Judi Petersen remembers the last night she saw her 20-year-old daughter, Lynsey Chainhalt, alive.
It was Friday, June 13, 2003 in north Phoenix.
“She was a waitress. She walked in the house in a hilarious Hawaiian shirt and we all made fun of her, but it was Hawaiian night at Coco’s,” Petersen recalled.
“She changed her clothes and, as she left, I kissed her on the head and told her to be careful like I did every time she walked out the door.”
Chainhalt and some friends were heading to a party in Mesa.
Hours later, Petersen got a call from the chaplain at Good Samaritan Hospital. Doctors asked her to get there as soon as possible.
“When we got there, they told me that she was shot once in the head and that she was dead,” Petersen said.
Chainhalt and her friends were on their way home on northbound Interstate 17 when a dark-colored SUV with tinted windows began harassing them.
It followed when she took the Bell Road exit. The SUV overtook her vehicle and slammed on its brakes.
It’s occupants jumped out and opened fire with an assault rifle, shooting 17 rounds.
Phoenix Police detective Kim Neis said investigators have developed two persons of interest based on new facial-recognition technology. They are 30-year-old Ricardo Sanchez-Molinares, also known as Butcho, and 28-year-old Fermin Gomez, who also goes by “Mini.”
They’re known to travel across the border.
“The hope is that people on this side know about them and can point police in the right direction,” Neis said.
Petersen often thinks about what could have been.
“Where she would be and what she would have been doing,” she said of her daughter. “I’m sure it would have all been good. She had a great soul.”

[Point-per-instance localization data]
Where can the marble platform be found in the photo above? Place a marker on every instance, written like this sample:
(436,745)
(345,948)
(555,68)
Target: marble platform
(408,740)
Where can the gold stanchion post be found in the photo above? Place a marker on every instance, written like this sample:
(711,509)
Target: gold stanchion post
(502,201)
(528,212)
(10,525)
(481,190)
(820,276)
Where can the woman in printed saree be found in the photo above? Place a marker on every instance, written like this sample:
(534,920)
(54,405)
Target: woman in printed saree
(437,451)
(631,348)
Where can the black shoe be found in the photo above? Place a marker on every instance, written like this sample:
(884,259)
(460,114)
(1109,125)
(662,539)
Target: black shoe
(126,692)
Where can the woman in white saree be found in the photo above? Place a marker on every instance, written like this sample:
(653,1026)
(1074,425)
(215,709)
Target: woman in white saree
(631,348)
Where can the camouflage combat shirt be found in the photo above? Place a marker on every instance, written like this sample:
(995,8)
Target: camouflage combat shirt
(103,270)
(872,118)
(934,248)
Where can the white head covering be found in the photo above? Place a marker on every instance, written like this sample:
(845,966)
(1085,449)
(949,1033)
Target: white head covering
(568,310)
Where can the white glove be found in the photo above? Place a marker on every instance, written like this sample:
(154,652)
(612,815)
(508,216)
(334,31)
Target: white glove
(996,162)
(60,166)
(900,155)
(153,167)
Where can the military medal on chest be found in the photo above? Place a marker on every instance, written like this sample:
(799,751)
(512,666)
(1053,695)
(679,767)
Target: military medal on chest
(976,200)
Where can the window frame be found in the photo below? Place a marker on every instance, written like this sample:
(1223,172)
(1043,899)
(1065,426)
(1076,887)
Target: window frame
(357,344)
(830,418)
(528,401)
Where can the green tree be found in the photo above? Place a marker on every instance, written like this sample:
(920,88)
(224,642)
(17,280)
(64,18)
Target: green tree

**ACTIVITIES**
1) In the shooting article, which exit did Chainhalt take before the SUV overtook her vehicle?
2) Using the shooting article, explain why Chainhalt came home wearing a Hawaiian shirt.
3) List every person named in the shooting article.

**SOLUTIONS IN ORDER**
1) The Bell Road exit.

2) She worked as a waitress at Coco's, and it was Hawaiian night there.

3) Judi Petersen, Lynsey Chainhalt, Kim Neis, Ricardo Sanchez-Molinares, Fermin Gomez